*** Passage to read

The Plain Dealer, Cleveland, OH
Copyright 1997: The Plain Dealer


October 1, 1997, page 15B


Will Shalala help save lives in Cleveland?


Kenneth Vail and Dawn Day

It's time for Secretary of Health and Human Services Donna Shalala to help her home town deal with the AIDS crisis.  

Cleveland has come a long way in the last year on its own.  It now has two good, private efforts geared to slowing the spread of HIV by making clean needles available to persons who inject drugs.  But in order to reach everyone who needs help in the Cleveland metropolitan area, federal prevention dollars are urgently needed.  And, in her Cabinet position, it is within Secretary Shalala's power to release those funds to Cleveland and other cities and states across the nation that are struggling to deal with the AIDS epidemic.

According to Dr. Scott Holmberg of the Centers for Disease Control, there are 11,500 uninfected, injecting drug users in the Cleveland metropolitan area.  Cleveland's two needle exchange programs are now reaching only 500 of those 11,500 individuals.   

Nationally, 190,000 Americans are now living with injection-related AIDS, or have already died from it.  Across the United States, an estimated 1.3 million are uninfected but at risk because they are injecting drugs.

As many as 11,000 preventable HIV infections will occur by the year 2,000 if clean-needle programs are not implemented, according to an article published recently in Lancet, a respected medical journal.

Slowing the spread of HIV would obviously reduce human suffering and death from AIDS.  Slowing the spread of HIV also would also save millions in tax dollars.  It costs less than $2,000 per user per year to make clean needles available.  Treatment with the new combination drugs costs much more, between $10,000 to $15,000 per patient per year. 

Nationally, half of all new HIV infections are drug-related.  Condoms are not enough.  Education is not enough.  Clean-needle programs are essential to any AIDS prevention program in the United States.  That is the conclusion reached by independent medical experts, including the American Medical Association and the American Public Health Association.

Six federally sponsored studies and the National Institutes of Health Consensus Panel have found that clean-needle programs curb the spread of HIV and do not increase drug use.  In a letter to Congress earlier this year, Shalala reiterated these important findings.  But we are still waiting for her to release federal HIV prevention funds to do this important work.

******

# Work to complete
1 > Print the stretch of the needle-exchange column from "Nationally, 190,000 Americans" through "are injecting drugs.".
2 > In the needle-exchange column, how many of the uninfected injecting drug users in the Cleveland metropolitan area do the city's two needle exchange programs now reach?

*** Data for review

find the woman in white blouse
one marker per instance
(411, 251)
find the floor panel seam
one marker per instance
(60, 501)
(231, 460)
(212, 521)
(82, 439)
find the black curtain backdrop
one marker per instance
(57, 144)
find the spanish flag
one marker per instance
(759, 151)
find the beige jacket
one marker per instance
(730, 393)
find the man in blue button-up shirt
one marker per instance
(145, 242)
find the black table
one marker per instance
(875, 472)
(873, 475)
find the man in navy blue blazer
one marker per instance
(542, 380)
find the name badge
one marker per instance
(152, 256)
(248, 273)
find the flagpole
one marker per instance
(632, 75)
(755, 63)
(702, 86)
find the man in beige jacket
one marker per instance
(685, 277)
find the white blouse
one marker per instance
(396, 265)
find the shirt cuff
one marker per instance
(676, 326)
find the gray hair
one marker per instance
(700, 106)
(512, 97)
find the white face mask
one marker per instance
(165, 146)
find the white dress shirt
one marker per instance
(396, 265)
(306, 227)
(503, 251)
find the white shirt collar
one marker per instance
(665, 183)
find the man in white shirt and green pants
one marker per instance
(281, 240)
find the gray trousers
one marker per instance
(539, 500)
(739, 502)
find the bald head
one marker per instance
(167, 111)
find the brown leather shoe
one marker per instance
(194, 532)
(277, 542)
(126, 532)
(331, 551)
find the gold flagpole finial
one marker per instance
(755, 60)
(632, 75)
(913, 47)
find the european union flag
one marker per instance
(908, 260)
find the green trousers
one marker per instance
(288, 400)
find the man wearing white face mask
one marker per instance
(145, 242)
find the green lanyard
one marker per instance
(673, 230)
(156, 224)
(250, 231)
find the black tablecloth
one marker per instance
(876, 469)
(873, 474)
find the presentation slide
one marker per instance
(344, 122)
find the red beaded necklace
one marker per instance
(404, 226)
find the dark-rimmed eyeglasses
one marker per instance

******

# Answers to each task
1 >
Nationally, 190,000 Americans are now living with injection-related AIDS, or have already died from it.  Across the United States, an estimated 1.3 million are uninfected but at risk because they are injecting drugs.

2 > They reach only 500 of the 11,500.